(INPUT ROWS)
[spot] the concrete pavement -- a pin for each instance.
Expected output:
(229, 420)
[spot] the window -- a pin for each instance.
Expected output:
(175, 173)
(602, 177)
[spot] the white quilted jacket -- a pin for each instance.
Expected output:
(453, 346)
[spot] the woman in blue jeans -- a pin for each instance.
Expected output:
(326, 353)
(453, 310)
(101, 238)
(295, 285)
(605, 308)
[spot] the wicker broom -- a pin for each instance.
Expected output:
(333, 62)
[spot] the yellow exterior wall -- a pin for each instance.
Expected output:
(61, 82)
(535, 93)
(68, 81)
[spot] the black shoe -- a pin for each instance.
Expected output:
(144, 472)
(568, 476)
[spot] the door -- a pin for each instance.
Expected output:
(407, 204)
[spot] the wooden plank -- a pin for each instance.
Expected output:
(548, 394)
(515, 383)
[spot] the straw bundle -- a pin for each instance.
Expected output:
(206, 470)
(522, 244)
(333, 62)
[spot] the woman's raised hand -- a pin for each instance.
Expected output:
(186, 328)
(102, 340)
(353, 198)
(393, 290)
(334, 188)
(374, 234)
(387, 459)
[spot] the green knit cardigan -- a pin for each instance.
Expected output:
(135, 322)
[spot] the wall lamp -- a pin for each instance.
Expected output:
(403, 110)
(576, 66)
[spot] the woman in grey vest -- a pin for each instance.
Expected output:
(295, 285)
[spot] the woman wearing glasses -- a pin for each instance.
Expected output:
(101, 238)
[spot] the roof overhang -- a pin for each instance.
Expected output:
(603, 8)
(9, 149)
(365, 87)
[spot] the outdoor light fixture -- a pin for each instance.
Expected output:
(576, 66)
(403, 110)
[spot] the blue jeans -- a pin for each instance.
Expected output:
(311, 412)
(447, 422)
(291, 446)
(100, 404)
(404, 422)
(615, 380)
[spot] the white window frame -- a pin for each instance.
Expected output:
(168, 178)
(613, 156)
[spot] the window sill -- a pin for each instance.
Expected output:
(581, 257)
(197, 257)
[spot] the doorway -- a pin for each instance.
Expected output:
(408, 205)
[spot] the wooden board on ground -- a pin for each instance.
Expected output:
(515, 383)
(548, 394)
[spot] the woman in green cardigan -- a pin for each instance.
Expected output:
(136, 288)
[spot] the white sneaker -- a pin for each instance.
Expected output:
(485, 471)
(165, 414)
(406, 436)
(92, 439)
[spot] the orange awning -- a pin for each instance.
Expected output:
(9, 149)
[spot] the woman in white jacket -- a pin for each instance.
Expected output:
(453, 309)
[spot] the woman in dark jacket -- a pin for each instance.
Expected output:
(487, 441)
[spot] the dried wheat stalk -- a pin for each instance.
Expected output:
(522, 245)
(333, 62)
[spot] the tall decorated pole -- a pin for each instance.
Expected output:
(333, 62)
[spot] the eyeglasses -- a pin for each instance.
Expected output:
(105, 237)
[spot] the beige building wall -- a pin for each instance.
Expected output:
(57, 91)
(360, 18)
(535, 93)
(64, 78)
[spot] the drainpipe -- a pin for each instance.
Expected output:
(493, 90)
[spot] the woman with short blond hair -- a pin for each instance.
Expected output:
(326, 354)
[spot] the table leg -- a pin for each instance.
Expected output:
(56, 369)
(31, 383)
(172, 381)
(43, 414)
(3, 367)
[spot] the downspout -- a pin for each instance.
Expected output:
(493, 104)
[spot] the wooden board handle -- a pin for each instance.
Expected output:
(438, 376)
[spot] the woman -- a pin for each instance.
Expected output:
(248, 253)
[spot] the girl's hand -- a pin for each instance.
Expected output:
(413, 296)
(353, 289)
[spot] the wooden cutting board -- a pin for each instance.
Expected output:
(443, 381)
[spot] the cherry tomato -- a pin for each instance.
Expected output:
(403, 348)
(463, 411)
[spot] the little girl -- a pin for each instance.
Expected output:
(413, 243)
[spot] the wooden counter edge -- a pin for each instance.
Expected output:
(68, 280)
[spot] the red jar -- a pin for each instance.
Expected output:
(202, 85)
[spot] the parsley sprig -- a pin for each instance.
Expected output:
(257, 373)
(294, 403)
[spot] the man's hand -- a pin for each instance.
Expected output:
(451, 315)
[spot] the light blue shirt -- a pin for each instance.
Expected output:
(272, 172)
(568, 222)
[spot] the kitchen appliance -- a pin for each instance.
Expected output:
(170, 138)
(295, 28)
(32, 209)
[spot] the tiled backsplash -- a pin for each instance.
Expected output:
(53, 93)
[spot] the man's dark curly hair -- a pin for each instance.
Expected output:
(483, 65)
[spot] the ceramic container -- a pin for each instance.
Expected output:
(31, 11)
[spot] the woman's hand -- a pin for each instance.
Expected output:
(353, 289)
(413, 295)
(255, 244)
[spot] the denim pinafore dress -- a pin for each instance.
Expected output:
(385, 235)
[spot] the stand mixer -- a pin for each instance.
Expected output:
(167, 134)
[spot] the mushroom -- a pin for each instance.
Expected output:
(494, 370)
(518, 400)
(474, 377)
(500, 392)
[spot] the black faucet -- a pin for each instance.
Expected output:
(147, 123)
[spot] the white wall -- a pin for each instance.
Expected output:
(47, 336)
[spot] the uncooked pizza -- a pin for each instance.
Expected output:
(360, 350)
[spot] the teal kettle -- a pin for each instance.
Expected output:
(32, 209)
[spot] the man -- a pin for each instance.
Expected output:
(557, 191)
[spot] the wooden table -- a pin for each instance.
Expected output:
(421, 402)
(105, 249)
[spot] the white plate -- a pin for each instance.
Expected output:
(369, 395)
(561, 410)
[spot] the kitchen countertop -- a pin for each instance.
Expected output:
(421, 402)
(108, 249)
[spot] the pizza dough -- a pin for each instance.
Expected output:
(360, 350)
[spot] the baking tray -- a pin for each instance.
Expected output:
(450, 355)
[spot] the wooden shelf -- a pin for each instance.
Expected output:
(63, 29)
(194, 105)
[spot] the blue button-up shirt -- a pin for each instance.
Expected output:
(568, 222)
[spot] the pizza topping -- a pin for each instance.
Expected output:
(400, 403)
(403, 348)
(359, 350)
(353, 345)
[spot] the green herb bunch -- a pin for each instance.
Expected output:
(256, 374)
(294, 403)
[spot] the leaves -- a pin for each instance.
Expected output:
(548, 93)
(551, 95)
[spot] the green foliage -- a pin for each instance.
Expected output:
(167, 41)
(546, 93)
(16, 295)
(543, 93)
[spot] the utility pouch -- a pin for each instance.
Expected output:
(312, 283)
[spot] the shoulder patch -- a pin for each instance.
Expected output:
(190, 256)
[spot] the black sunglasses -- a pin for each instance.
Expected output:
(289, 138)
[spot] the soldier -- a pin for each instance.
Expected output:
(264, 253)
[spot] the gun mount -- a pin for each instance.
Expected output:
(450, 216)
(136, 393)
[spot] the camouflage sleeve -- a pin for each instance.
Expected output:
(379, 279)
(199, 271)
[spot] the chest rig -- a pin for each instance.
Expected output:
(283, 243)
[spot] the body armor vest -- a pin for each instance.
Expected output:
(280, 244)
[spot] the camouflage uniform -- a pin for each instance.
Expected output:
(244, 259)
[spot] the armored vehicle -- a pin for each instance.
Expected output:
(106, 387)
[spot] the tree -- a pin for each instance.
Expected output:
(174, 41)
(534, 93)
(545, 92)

(SET PROBLEM) Exactly reproduce every line found in the records.

(TASK RESULT)
[spot] the concrete pavement -- a pin for each instance.
Expected output:
(229, 420)
[spot] the window -- a pin for each instance.
Expected output:
(175, 173)
(602, 177)
[spot] the white quilted jacket -- a pin for each instance.
Expected output:
(453, 346)
[spot] the woman in blue jeans -- a pin for each instance.
Expected output:
(326, 353)
(453, 310)
(101, 238)
(295, 285)
(605, 308)
[spot] the wicker broom -- a pin for each instance.
Expected output:
(333, 62)
[spot] the yellow exterior wall -- a pin for each instance.
Expected output:
(61, 82)
(535, 93)
(68, 81)
[spot] the black shoe -- a pin for each instance.
Expected output:
(144, 472)
(568, 476)
[spot] the door -- a pin for each instance.
Expected output:
(407, 204)
[spot] the wooden plank -- a pin for each instance.
Expected output:
(548, 394)
(515, 383)
[spot] the straw bundle -- a pin for each instance.
Expected output:
(206, 470)
(522, 244)
(333, 62)
[spot] the woman's raised hand -- a pin for each instance.
Expected output:
(186, 328)
(102, 340)
(353, 198)
(393, 290)
(334, 188)
(374, 234)
(387, 459)
[spot] the green knit cardigan -- a pin for each instance.
Expected output:
(135, 322)
[spot] the wall lamp -- a pin for each instance.
Expected output:
(403, 110)
(576, 66)
[spot] the woman in grey vest -- a pin for each instance.
Expected output:
(295, 285)
[spot] the woman wearing glasses -- a pin for each instance.
Expected output:
(101, 238)
[spot] the roof overhang -- a pin for each instance.
Expected output:
(603, 8)
(9, 149)
(365, 87)
[spot] the outdoor light fixture -- a pin for each instance.
Expected output:
(576, 66)
(403, 110)
[spot] the blue jeans -- a pin for each instance.
Expected output:
(311, 412)
(447, 422)
(291, 446)
(100, 404)
(404, 422)
(615, 380)
[spot] the white window frame -- a pin for each instance.
Expected output:
(168, 178)
(613, 156)
[spot] the window sill -- a pin for each instance.
Expected output:
(581, 257)
(197, 257)
[spot] the doorway -- a pin for each instance.
Expected output:
(408, 205)
[spot] the wooden board on ground -- a pin for each instance.
Expected output:
(515, 383)
(548, 394)
[spot] the woman in green cardigan -- a pin for each instance.
Expected output:
(136, 288)
[spot] the white sneaker -- a pin for each instance.
Expected output:
(485, 471)
(165, 414)
(406, 436)
(92, 439)
[spot] the orange awning -- a pin for each instance.
Expected output:
(9, 149)
[spot] the woman in white jacket -- a pin for each instance.
Expected output:
(453, 309)
[spot] the woman in dark jacket -- a pin for each instance.
Expected output:
(487, 441)
[spot] the dried wheat stalk -- a pin for each instance.
Expected output:
(522, 245)
(333, 62)
[spot] the tall decorated pole -- a pin for each instance.
Expected output:
(333, 62)
[spot] the eyeglasses -- a pin for each instance.
Expected output:
(105, 237)
[spot] the beige building wall -- a pin for each instance.
Expected output:
(57, 91)
(360, 18)
(535, 93)
(64, 78)
[spot] the drainpipe -- a pin for each instance.
Expected output:
(493, 90)
[spot] the woman with short blond hair -- a pin for each instance.
Expected output:
(326, 354)
[spot] the table leg -- a pin for each instance.
Expected output:
(56, 369)
(31, 383)
(172, 381)
(43, 414)
(3, 367)
[spot] the downspout -- a pin for each instance.
Expected output:
(493, 104)
[spot] the wooden board handle -- a pin for each instance.
Expected output:
(438, 376)
[spot] the woman -- a pin for each instance.
Expected output:
(248, 253)
[spot] the girl's hand -- a pin for each instance.
Expected output:
(413, 296)
(353, 289)
[spot] the wooden cutting board -- a pin for each instance.
Expected output:
(443, 381)
[spot] the cherry tomato -- a pin for each instance.
Expected output:
(403, 348)
(463, 411)
[spot] the little girl -- a pin for each instance.
Expected output:
(413, 243)
[spot] the wooden counter edge -- a pin for each instance.
Expected output:
(68, 280)
[spot] the red jar -- a pin for each instance.
Expected output:
(202, 85)
[spot] the parsley sprig -- a pin for each instance.
Expected output:
(257, 373)
(294, 403)
[spot] the man's hand -- a pin for each instance.
Expected output:
(451, 315)
[spot] the light blue shirt -- a pin for each instance.
Expected output:
(272, 172)
(568, 222)
[spot] the kitchen appliance -- a pin for each instance.
Expected output:
(170, 138)
(295, 28)
(32, 209)
[spot] the tiled backsplash -- a pin for each instance.
Expected output:
(53, 93)
[spot] the man's dark curly hair -- a pin for each instance.
Expected output:
(483, 65)
[spot] the ceramic container -- a pin for each instance.
Expected output:
(31, 11)
[spot] the woman's hand -- a pin for each instance.
Expected output:
(353, 289)
(413, 295)
(255, 244)
[spot] the denim pinafore dress -- a pin for each instance.
Expected output:
(385, 235)
[spot] the stand mixer -- a pin for each instance.
Expected output:
(167, 134)
[spot] the mushroom -- a pin for each instance.
Expected output:
(494, 370)
(518, 400)
(474, 377)
(500, 392)
[spot] the black faucet -- a pin for each instance.
Expected output:
(147, 123)
[spot] the white wall -- a pin for each instance.
Expected output:
(47, 336)
[spot] the uncooked pizza -- a pin for each instance.
Expected output:
(360, 350)
[spot] the teal kettle -- a pin for each instance.
Expected output:
(32, 209)
[spot] the man -- a pin for each instance.
Expected output:
(557, 191)
[spot] the wooden table -- a pin for each instance.
Expected output:
(421, 402)
(105, 249)
[spot] the white plate -- a pin for each instance.
Expected output:
(369, 395)
(561, 410)
[spot] the kitchen countertop -- a pin for each instance.
Expected output:
(421, 402)
(108, 249)
[spot] the pizza dough -- a pin for each instance.
Expected output:
(360, 350)
[spot] the baking tray -- a pin for each instance.
Expected output:
(450, 355)
[spot] the wooden shelf -- a pin for each instance.
Expected output:
(63, 29)
(194, 105)
[spot] the blue button-up shirt -- a pin for each instance.
Expected output:
(568, 222)
[spot] the pizza topping -- a pin for each instance.
Expected output:
(400, 403)
(403, 348)
(359, 350)
(353, 345)
[spot] the green herb bunch -- a pin for each instance.
Expected output:
(256, 374)
(294, 403)
[spot] the leaves -- a pin for each instance.
Expected output:
(548, 93)
(551, 95)
[spot] the green foliage -- a pin for each instance.
Expected output:
(167, 41)
(546, 93)
(16, 295)
(543, 93)
[spot] the utility pouch -- a pin for each instance.
Expected output:
(312, 283)
[spot] the shoulder patch -- a pin for each instance.
Expected output:
(190, 256)
[spot] the black sunglasses -- a pin for each instance.
Expected output:
(289, 138)
[spot] the soldier -- a pin for each instance.
Expected output:
(264, 253)
[spot] the gun mount -- a pin for each instance.
Expected output:
(450, 216)
(136, 393)
[spot] the camouflage sleeve -- a pin for each instance.
Expected output:
(379, 279)
(199, 271)
[spot] the chest rig -- a pin for each instance.
Expected output:
(283, 243)
[spot] the body armor vest -- a pin for each instance.
Expected output:
(280, 244)
[spot] the camouflage uniform -- a pin for each instance.
Expected output:
(244, 259)
[spot] the armored vehicle -- a pin for each instance.
Expected output:
(106, 387)
[spot] the tree -- a pin for each instance.
Expected output:
(174, 41)
(534, 93)
(545, 92)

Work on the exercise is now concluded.